ACTIVITY » Copy the profile of rugby league player Jessica Gentle below in full, without any changes.
***** EXCERPT TO READ *****
Personal information
- Born: 28 July 1996 (age 29) Coffs Harbour, New South Wales, Australia
- Height: 168 cm (5 ft 6 in)
- Weight: 64 kg (10 st 1 lb)

Playing information
- Position: Wing, Centre
Club
| Years | Team | Pld | T | G | FG | P |
| 2022 | Newcastle Knights | 1 | 1 | 0 | 0 | 4 |
| 2023– | Canberra Raiders | 2 | 1 | 0 | 0 | 4 |
|  | Total | 3 | 2 | 0 | 0 | 8 |
- Source: As of 1 November 2023

= Jessica Gentle =

Australian rugby league player

Jessica Gentle (born 28 July 1996) is an Australian professional rugby league footballer who currently plays for the Canberra Raiders in the NRL Women's Premiership. Her positions are and . She previously played for the Newcastle Knights.

==Background==
Gentle was born in Coffs Harbour, New South Wales and attended Woolgoolga High School. She played soccer and rugby, and competed in cross country running and swimming. In soccer, she was a representative of the Australian Schoolgirls National team, was a part of the North Coast team where her team was the runner up in the State Youth League and earned a players' player award with the North Coast team in 2011 and 2014. She represented Northern NSW soccer at the National Youth Championships in 2010 and 2011 and was awarded the Pierre De Coubertina Award for sporting achievement in her senior year.
***** DATA SECTION *****
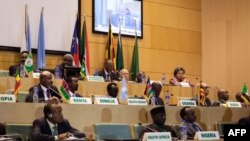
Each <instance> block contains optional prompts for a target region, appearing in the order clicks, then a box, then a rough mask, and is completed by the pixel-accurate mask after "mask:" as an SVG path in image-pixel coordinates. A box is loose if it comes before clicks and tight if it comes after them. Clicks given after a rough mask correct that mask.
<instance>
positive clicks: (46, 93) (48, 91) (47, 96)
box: [46, 89, 51, 98]
mask: <svg viewBox="0 0 250 141" xmlns="http://www.w3.org/2000/svg"><path fill="white" fill-rule="evenodd" d="M46 94H47V97H48V98H50V96H51V95H50V90H49V89H47V92H46Z"/></svg>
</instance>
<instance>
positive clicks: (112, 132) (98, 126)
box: [94, 123, 132, 141]
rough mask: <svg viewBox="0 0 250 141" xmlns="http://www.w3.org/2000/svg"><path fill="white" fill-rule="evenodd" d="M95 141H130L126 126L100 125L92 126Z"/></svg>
mask: <svg viewBox="0 0 250 141" xmlns="http://www.w3.org/2000/svg"><path fill="white" fill-rule="evenodd" d="M94 132H95V139H96V141H99V140H104V139H106V140H109V139H110V140H129V139H132V137H131V132H130V126H129V125H128V124H113V123H100V124H94Z"/></svg>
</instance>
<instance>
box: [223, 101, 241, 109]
*****
TASK SOLUTION »
Personal information
- Born: 28 July 1996 (age 29) Coffs Harbour, New South Wales, Australia
- Height: 168 cm (5 ft 6 in)
- Weight: 64 kg (10 st 1 lb)

Playing information
- Position: Wing, Centre
Club
| Years | Team | Pld | T | G | FG | P |
| 2022 | Newcastle Knights | 1 | 1 | 0 | 0 | 4 |
| 2023– | Canberra Raiders | 2 | 1 | 0 | 0 | 4 |
|  | Total | 3 | 2 | 0 | 0 | 8 |
- Source: As of 1 November 2023

= Jessica Gentle =

Australian rugby league player

Jessica Gentle (born 28 July 1996) is an Australian professional rugby league footballer who currently plays for the Canberra Raiders in the NRL Women's Premiership. Her positions are and . She previously played for the Newcastle Knights.

==Background==
Gentle was born in Coffs Harbour, New South Wales and attended Woolgoolga High School. She played soccer and rugby, and competed in cross country running and swimming. In soccer, she was a representative of the Australian Schoolgirls National team, was a part of the North Coast team where her team was the runner up in the State Youth League and earned a players' player award with the North Coast team in 2011 and 2014. She represented Northern NSW soccer at the National Youth Championships in 2010 and 2011 and was awarded the Pierre De Coubertina Award for sporting achievement in her senior year.